(Items from an annotation dataset)
--*--

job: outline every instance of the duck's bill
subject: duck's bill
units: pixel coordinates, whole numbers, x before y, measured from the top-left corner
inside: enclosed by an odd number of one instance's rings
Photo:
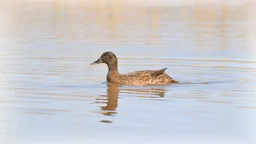
[[[90,65],[96,65],[99,63],[102,63],[102,61],[101,60],[101,58],[98,58],[97,61],[92,62]]]

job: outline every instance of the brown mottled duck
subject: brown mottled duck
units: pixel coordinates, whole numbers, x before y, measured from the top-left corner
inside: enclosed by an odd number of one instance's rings
[[[106,80],[111,83],[123,85],[166,85],[176,83],[168,74],[165,73],[165,69],[158,70],[135,71],[126,74],[119,74],[118,70],[118,58],[112,52],[106,52],[94,62],[90,65],[106,63],[109,67]]]

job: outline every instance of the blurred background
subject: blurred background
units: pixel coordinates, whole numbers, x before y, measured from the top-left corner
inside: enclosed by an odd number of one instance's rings
[[[1,143],[256,142],[254,0],[0,2]]]

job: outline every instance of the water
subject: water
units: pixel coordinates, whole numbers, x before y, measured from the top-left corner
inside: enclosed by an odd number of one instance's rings
[[[252,2],[97,2],[2,5],[1,143],[254,143]],[[105,51],[181,82],[107,84]]]

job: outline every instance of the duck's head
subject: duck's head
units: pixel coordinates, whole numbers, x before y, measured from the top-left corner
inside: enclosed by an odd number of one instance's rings
[[[103,53],[102,56],[90,65],[96,65],[99,63],[106,63],[107,65],[113,65],[118,62],[118,58],[114,53],[108,51]]]

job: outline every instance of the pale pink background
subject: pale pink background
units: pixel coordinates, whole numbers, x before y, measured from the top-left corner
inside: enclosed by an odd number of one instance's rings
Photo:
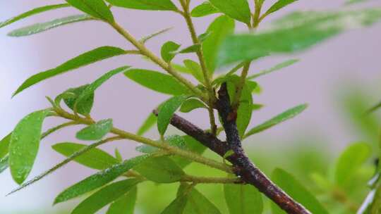
[[[194,3],[201,1],[193,0]],[[267,0],[269,5],[274,1]],[[0,20],[20,13],[28,9],[46,4],[62,1],[0,1]],[[343,8],[344,1],[309,0],[299,1],[283,10],[274,18],[293,10],[325,10]],[[377,1],[354,6],[377,6]],[[147,12],[113,8],[116,20],[138,37],[159,30],[175,26],[169,33],[158,37],[148,43],[156,53],[166,41],[171,39],[179,43],[190,44],[183,20],[176,14],[169,12]],[[157,69],[138,56],[126,56],[97,63],[66,73],[59,77],[45,81],[30,88],[13,99],[11,94],[29,76],[55,67],[73,56],[95,47],[111,45],[131,47],[117,33],[103,23],[87,22],[56,28],[44,33],[23,38],[7,37],[12,29],[28,24],[49,20],[78,13],[75,9],[61,9],[46,13],[0,30],[0,137],[11,131],[17,122],[31,111],[47,106],[44,96],[54,97],[68,87],[92,82],[104,73],[124,65]],[[198,33],[205,31],[210,18],[196,19]],[[242,26],[240,27],[243,29]],[[176,35],[176,38],[171,35]],[[308,103],[308,110],[297,119],[284,125],[274,127],[250,141],[257,142],[278,142],[289,137],[303,132],[322,132],[330,141],[332,149],[341,149],[347,143],[357,140],[356,134],[346,127],[342,115],[338,112],[334,86],[338,82],[351,80],[362,82],[364,87],[377,86],[380,76],[381,24],[368,28],[348,32],[329,39],[315,49],[294,56],[270,57],[254,63],[251,73],[271,67],[284,59],[298,58],[301,61],[282,72],[265,77],[260,80],[264,94],[256,101],[267,107],[256,113],[253,124],[278,113],[286,108],[301,103]],[[97,119],[114,118],[116,126],[126,130],[135,131],[148,113],[167,96],[149,92],[119,75],[104,84],[98,91],[93,116]],[[377,100],[377,97],[373,97]],[[187,117],[195,124],[206,127],[207,114],[200,111]],[[59,121],[49,120],[46,126]],[[41,145],[41,150],[30,177],[52,166],[62,157],[52,151],[50,146],[56,142],[75,141],[73,133],[78,128],[61,132],[48,137]],[[156,130],[150,136],[157,136]],[[133,142],[112,143],[106,149],[112,151],[117,146],[125,157],[134,153]],[[267,146],[265,143],[257,146]],[[8,171],[0,175],[0,212],[13,213],[16,211],[40,209],[51,213],[55,208],[70,206],[51,206],[52,199],[64,188],[94,173],[94,171],[71,163],[64,169],[54,172],[32,187],[8,197],[4,196],[17,185],[11,181]]]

--*--

### Aim
Count the lines in the items above that contain the word "mottled" and give only that number.

### Answer to this problem
2